▸ YOUR TASK
Give the entries again exactly. Skip the pictures.

▸ DATA SUPPLIED
.....

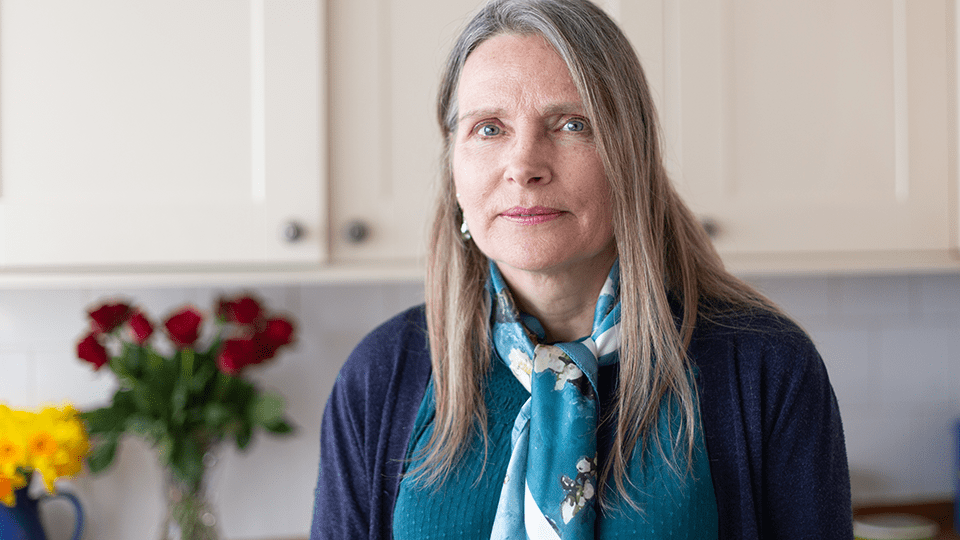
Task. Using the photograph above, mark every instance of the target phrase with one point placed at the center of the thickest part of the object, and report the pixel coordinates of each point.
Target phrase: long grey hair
(663, 250)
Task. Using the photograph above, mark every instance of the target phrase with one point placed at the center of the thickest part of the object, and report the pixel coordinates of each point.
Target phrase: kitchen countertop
(940, 511)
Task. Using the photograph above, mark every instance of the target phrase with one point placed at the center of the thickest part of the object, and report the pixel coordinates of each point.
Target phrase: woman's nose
(529, 160)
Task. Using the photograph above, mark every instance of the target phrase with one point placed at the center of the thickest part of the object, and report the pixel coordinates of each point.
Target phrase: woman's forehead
(509, 71)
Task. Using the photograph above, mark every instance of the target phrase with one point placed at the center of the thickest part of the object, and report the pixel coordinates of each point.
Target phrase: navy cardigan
(771, 421)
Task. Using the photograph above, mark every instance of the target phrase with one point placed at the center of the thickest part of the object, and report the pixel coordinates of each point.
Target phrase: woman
(583, 367)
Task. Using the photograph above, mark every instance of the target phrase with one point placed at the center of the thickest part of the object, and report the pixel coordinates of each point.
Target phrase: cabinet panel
(182, 132)
(808, 127)
(385, 144)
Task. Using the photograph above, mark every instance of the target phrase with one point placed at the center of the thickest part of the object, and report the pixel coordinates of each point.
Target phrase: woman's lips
(531, 216)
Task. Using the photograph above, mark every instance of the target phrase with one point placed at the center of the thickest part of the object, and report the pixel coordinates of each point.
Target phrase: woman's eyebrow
(549, 110)
(475, 113)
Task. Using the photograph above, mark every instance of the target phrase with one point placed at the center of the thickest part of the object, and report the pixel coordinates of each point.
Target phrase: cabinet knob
(712, 227)
(293, 231)
(356, 231)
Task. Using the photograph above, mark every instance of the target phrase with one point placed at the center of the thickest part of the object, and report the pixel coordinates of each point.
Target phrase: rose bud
(235, 355)
(92, 351)
(183, 327)
(108, 317)
(141, 328)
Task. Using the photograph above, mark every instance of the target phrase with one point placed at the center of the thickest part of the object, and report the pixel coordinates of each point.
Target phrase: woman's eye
(489, 130)
(575, 124)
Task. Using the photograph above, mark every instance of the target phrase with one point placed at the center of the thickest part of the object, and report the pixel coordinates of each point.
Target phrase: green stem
(186, 366)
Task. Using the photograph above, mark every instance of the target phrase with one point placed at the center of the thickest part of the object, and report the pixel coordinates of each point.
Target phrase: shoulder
(752, 339)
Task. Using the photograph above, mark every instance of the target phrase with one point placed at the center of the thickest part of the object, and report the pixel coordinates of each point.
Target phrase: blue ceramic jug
(22, 521)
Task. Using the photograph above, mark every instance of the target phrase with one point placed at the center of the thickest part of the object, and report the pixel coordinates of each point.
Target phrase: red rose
(235, 355)
(141, 327)
(92, 351)
(183, 327)
(243, 310)
(108, 317)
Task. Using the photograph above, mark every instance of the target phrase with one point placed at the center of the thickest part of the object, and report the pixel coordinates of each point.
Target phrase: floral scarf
(549, 491)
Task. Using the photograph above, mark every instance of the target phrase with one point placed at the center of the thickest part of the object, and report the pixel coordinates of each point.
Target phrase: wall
(891, 344)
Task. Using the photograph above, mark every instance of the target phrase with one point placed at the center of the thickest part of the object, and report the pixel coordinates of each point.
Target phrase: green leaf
(104, 420)
(190, 462)
(216, 415)
(178, 402)
(148, 428)
(280, 428)
(101, 456)
(266, 409)
(202, 377)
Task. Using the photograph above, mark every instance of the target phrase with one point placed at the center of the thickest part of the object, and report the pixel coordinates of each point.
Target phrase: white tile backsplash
(891, 345)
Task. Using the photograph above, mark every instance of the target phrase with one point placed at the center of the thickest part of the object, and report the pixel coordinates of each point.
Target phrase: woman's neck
(563, 302)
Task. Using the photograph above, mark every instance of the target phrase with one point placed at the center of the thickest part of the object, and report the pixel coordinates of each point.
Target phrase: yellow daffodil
(9, 487)
(51, 442)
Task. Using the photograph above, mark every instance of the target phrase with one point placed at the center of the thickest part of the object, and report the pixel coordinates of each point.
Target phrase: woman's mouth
(531, 216)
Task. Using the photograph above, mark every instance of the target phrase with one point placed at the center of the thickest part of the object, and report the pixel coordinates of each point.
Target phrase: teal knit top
(675, 502)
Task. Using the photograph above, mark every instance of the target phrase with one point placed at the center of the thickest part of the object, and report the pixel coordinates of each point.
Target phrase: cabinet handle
(293, 231)
(356, 231)
(712, 227)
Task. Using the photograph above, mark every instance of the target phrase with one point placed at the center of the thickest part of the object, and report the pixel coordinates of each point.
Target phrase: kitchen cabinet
(813, 135)
(385, 63)
(165, 135)
(297, 139)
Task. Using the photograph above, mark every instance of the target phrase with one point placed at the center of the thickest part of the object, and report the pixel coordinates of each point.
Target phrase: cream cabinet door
(809, 129)
(161, 133)
(385, 62)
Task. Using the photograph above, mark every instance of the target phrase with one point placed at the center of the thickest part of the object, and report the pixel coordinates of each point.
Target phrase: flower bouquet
(51, 442)
(186, 394)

.....

▸ WRITTEN SOLUTION
Task. Using the photograph above, mark every instance of the target phrase with one point placed at the center of the thickest part of the object, and report the pixel coordinates of each point.
Target phrase: long grey hair
(663, 250)
Task. Using the photograph above, mark every instance of the target phrase with one point placed at the center of the thickest part of the object, and report the pixel coordinates of each point.
Target phrase: kitchen countertop
(940, 511)
Task. Using the photograph above, mark every instance of the target phrase with one point placed at the center of the thickest part of the object, and report the pixel coordinates of each point.
Target phrase: woman's nose
(529, 160)
Task. Using the photograph above, mark every instance of the target phrase with one point placed at the center of the thickest part of the object, and report the pixel coordinates of each point.
Target phrase: woman's forehead
(509, 71)
Task. Using the photograph above, mark every instance of the target phrase with one point placed at the center of the thickest part of the object, and report the pixel coordinates of each point.
Target phrase: navy cardigan
(771, 421)
Task. Using the photograph above, mark every instance of the target phrase with one point placed at the center of the thickest part of the object, and report the pixel coordinates of each point.
Target phrase: woman
(583, 367)
Task. Using the photograph above, mark every instance of the target phrase with one point placed at the center of the thickest part of the object, and report the pixel coordinates of each point.
Target phrase: cabinet panel
(182, 132)
(808, 127)
(385, 144)
Task. Using the photograph above, mark every instance of the target phrase with one point placed at the center of the thickest part of the object, and report the pixel coordinates of each point.
Target phrase: woman's lips
(531, 216)
Task. Using the photograph above, mark every instance of the target phrase with one point placed at the center of the thickest part of the object, and report the pixel coordinates of each point.
Target phrase: woman's eyebrow
(549, 110)
(475, 113)
Task. Using the photograph above, mark every instance of the target phrase with one point placed at the center of the thickest part of the object, and report the pixel coordinates of each point.
Target phrase: cabinet knob
(712, 227)
(293, 231)
(356, 231)
Task. Using the photograph above, mark every instance of the target phrase with one point placed at the center of the thickest part of the object, and report the pixel coordinates of each point.
Target phrase: rose bud
(235, 355)
(92, 351)
(183, 327)
(108, 317)
(141, 328)
Task. Using the photograph above, mark every instance of the target phrase with one point placed at the center of the thickest part of the object, and report the pixel coordinates of each point.
Target phrase: woman's eye
(489, 130)
(575, 124)
Task. Using the photograph above, mark every instance of the target phrase with one point placed at the center of the thickest part of the object, and report the pixel coordinates of each point.
Target phrase: green stem
(186, 366)
Task. Using the photograph above, mark every instance of the target phrase with one point placed at the center of the thickest part of the object, and report the pixel coordinates of each point.
Target phrase: shoulder
(752, 339)
Task. Using the photograph above, mark every instance of the target phrase with one point placed at the center of the thickest part of the object, and report the pixel coordinates of each point.
Target phrase: blue ceramic jug
(22, 521)
Task. Using the photograph above, mark every instance of the target phrase with one point placed at the center of the thickest part of the object, and report the pixel coordinates of each point.
Target phrase: red rose
(235, 355)
(141, 327)
(92, 351)
(183, 327)
(243, 310)
(108, 317)
Task. Using the photograph above, mark every instance of the target phrase with one point placed at the center of the thickest part of the object, and report the pixel coordinates of each point.
Target phrase: floral scarf
(549, 491)
Task. Using the photograph above, mark every instance of the target phrase with one point placed at the center of the thickest part of the object, and report the pixel coordinates of each point.
Target phrase: wall
(891, 344)
Task. Using the photograph above, mark every instance of the target phrase with one point placed at the center of the thickest part of the object, and report the pixel coordinates of each point.
Target phrase: green leaf
(104, 420)
(190, 462)
(216, 415)
(178, 402)
(148, 428)
(280, 428)
(101, 456)
(266, 409)
(202, 377)
Task. Using the photograph above, mark every instance of the target phrase with one point placed at the center of the thickest part of the object, and report the pixel coordinates of each point.
Target phrase: white tile backsplash
(891, 345)
Task. Using the photograph above, mark every instance of the target phrase with one point placed at the center of the thickest part of the object, and report the pixel coordinates of each point.
Target phrase: woman's neck
(563, 302)
Task. Using the photograph above, mark every instance of the target phrase with one point placed at the center of the thickest part of the object, and report the pixel coordinates of each point.
Target phrase: yellow daffodil
(9, 487)
(51, 442)
Task. Using the photograph above, mark every instance of the target phrase with one point placed at the center of the thickest part of the object, and report the pixel coordinates of each point.
Target phrase: woman's mouth
(531, 216)
Task. Using the photograph above, mark every instance of the target phrase with one point placed at the center of the thickest part of the object, and report the pixel coordinates of each point.
Target phrase: teal knit top
(675, 502)
Task. Using the photograph above, mark every instance of the target phrase with one point placed at the center of the thickest part of the object, and report the pixel coordinates of each point.
Target phrase: cabinet handle
(293, 231)
(356, 231)
(712, 227)
Task. Using the photograph above, mark every instance of the target phrase with one point placed at the center of the thickest part of the object, and report the pixel coordinates of each point.
Target phrase: kitchen cabinet
(813, 135)
(385, 63)
(165, 135)
(297, 139)
Task. Using the photograph above, mark every instance of the target phrase with one point placed at the center of the thickest part of the object, and report the pixel coordinates of each point.
Target phrase: cream cabinet door
(809, 129)
(161, 133)
(385, 62)
Task. Using the photograph above, mark every instance of the target phrase with one point placed at the center of the thickest part of the object, and report the pixel coordinates of each point.
Target phrase: flower bouquet
(51, 442)
(186, 394)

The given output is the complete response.